Could you copy exactly the line that contains "of the bobcat" and every line after it to the end of the records, and nothing more?
───── DATA TO EXAMINE
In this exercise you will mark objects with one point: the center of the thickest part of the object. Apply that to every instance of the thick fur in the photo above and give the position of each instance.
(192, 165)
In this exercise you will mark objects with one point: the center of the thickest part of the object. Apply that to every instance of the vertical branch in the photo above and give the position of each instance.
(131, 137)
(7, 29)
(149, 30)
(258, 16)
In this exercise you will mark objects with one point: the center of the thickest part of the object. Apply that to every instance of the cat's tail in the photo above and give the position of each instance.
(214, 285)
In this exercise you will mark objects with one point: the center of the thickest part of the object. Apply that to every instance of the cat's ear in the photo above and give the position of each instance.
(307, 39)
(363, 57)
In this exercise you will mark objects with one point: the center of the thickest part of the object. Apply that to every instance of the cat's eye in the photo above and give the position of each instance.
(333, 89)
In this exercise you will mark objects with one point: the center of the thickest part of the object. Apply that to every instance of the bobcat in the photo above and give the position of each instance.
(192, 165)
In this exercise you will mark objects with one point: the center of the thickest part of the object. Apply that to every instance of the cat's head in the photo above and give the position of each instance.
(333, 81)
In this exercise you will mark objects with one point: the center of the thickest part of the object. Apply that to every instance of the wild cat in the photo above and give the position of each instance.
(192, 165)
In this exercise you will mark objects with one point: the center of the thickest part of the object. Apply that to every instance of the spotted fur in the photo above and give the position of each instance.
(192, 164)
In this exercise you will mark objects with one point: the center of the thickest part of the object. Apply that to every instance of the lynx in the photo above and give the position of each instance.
──────────
[ANSWER TO THIS PROBLEM]
In this exercise you will mark objects with one point: the center of the thickest part of the object. Apply that to every instance of the bobcat in the photo above and give the position of each instance.
(192, 165)
In this exercise you will mark objects with one point: the center of the thickest part of the object. Apply that to every instance of the cat's head in the photo above and give the position of each instance.
(333, 81)
In this exercise you will mark objects with one point: the center of the thickest part of the object. Apply that to every instance of the wild cat in the photo above and give the position of each instance.
(192, 165)
In this exercise you will mark objects with one point: the center of the thickest part of the object. Apply that to every instance of the spotted fur in the photo above and give the position of each instance.
(192, 164)
In this exercise you will mark objects with one point: the center of the thickest part of the object. Apply that to every instance of the lynx in the photo above and give the position of each instance.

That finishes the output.